Start of SOURCE EXTRACT

Three Monkeys Online

A Curious, Alternative Magazine

Who’s to blame? The Fosse Ardeatine and the struggle over memory in modern Italy.

TMO: Does the ambiguity that surrounds the Fosse Ardeatine massacre point to a weakness in the way we teach history. As with Holocaust denial, some would argue that we need laws to protect the facts of history – what do you think?


Look, we had a law, it was one of the clauses in the 1948 constitution, that made it a crime not only to recreate the fascist party, but also to speak favourably of fascism. That law was never enforced. One of the reasons that it was never applied was that it was the same magistrates who had earned their living under fascism that were called upon to enforce it.

You do not defeat an ideology by repression, though. You fight it politically. I’m not so sure that making it a crime to deny the Shoa works, on the other hand though these people are despicable. In the case of the shoah it’s easier, perhaps. In the case of the resistance it’s not a case of whether it happened or not, but who did what and whether it was right or wrong, a lot of the time you just can’t see the forest for the trees. Some partisans for example did things that were morally and politically wrong, and you can forget that – but basically you had people fighting for freedom, and others who were allied to the nazis, and you can’t lose sight of that. That’s a basic distinction.

One of the problems with the ‘official’ history of the resistance in Italy is, surely, that it has effectively been colonised by the left, reducing the complexities of the various social actors that made up the movement


One of the reasons that the memory of the resistance was colonised by the left was that the centre, the christian democrats and the church, were in total denial. We have now been rediscovering acts of resistance by the military but the military institutions in this country have never spoken about it. The only forces that talked about it were the left, and of course the left focussed on its own role, but for many others it was in their interests to forget about it.

Gianfranco Fini, currently speaker of the lower house of parliament [and one of the figures interviewed in Portelli’s book], spoke on the 25th of April (liberation day) about a ‘national festival, shared by all’ – remarks that have been taken by many as a signal for reconciliation between the right and the left in Italy. What’s your view?

Portelli: There has been a false reconciliation, prompted by the church, in which the divide between fascism and anti-fascism was blurred, and it has been blurred by the most powerful and important institution in this country – the church – and by the party that was in power in this country for fifty years, the Christian Democrats. So the constitution, which is possibly the most wonderful constitution in the west, never became deeply rooted. We’ve been ruled for more than sixty years by political forces that simply did not believe in that constitution.

Anti-fascism was quickly superceded by the cold war, which was one of the reasons why, for example, Italian war criminals were never brought to trial and German war criminals were quickly released from jail and rehabilitated. The cold war has an obvious and important role in all of this.

Ironically, Gianfranco Fini just made a speech where he praises the 25th of April as the day of freedom and so on. What we have is an attempt, which is also supported by people on the left, of reconcilliation without truth. In the United States, I guess, North and South became reconciled, but nobody said the South was right in fighting for slavery. Here the so-called reconcilliation is based on the idea that both sides were equally right or equally wrong, that those who fought for the fascists or the Nazis, and those that fought for the allies were on the same level. Both equally respectable, and both causes were equally respectable, and that isn’t true. That undermines the whole basis of what this democracy is.

End of SOURCE EXTRACT
Start of EXTRACTED MATERIAL

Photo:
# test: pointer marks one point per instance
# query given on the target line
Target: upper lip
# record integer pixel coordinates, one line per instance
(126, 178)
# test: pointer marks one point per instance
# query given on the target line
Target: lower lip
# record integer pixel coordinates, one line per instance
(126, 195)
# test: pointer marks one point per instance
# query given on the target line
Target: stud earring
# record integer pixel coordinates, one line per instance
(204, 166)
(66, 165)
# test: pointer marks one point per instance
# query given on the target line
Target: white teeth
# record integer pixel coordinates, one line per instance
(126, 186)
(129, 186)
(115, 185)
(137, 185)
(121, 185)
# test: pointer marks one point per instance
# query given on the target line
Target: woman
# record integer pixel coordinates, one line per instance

End of EXTRACTED MATERIAL
Start of EXTRACTED MATERIAL

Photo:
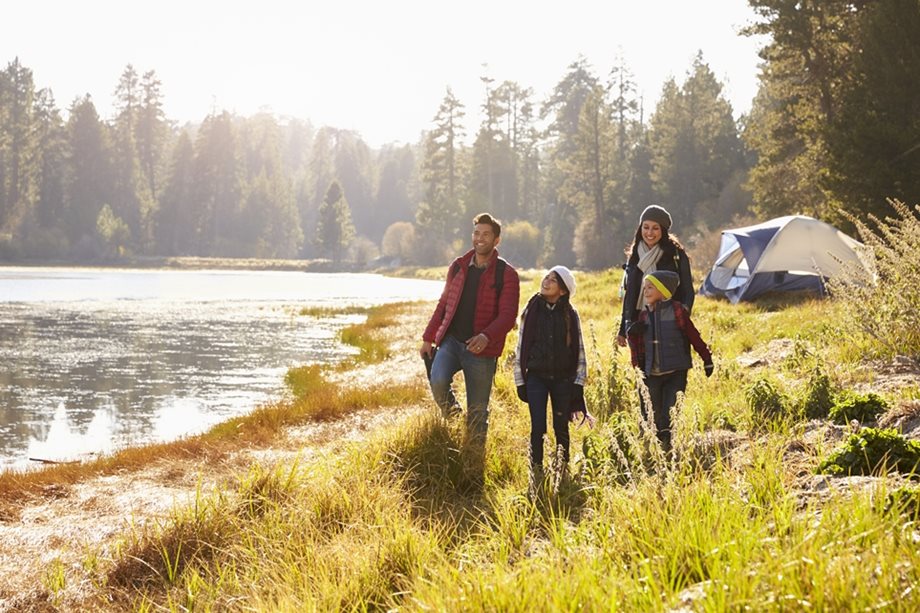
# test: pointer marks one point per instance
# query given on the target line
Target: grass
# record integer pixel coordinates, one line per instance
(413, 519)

End of EXTRACTED MATERIAL

PROBLEM STATEMENT - Reproduce the passage of the Fosse Ardeatine interview above from "Gianfranco Fini, currently" to "in that constitution.".

WRITTEN RESPONSE -
Gianfranco Fini, currently speaker of the lower house of parliament [and one of the figures interviewed in Portelli’s book], spoke on the 25th of April (liberation day) about a ‘national festival, shared by all’ – remarks that have been taken by many as a signal for reconciliation between the right and the left in Italy. What’s your view?

Portelli: There has been a false reconciliation, prompted by the church, in which the divide between fascism and anti-fascism was blurred, and it has been blurred by the most powerful and important institution in this country – the church – and by the party that was in power in this country for fifty years, the Christian Democrats. So the constitution, which is possibly the most wonderful constitution in the west, never became deeply rooted. We’ve been ruled for more than sixty years by political forces that simply did not believe in that constitution.